• THE EXERCISE: Can you repeat the listing below word for word, every line of it?

• SOURCE RECORDS:
--- --- ---
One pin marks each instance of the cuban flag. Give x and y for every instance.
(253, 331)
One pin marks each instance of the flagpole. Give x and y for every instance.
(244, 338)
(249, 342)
--- --- ---
• WRITTEN SOLUTION:
One pin marks each instance of the cuban flag. Give x and y for every instance.
(253, 331)
One pin marks each instance of the flagpole. Give x and y for every instance.
(244, 338)
(249, 342)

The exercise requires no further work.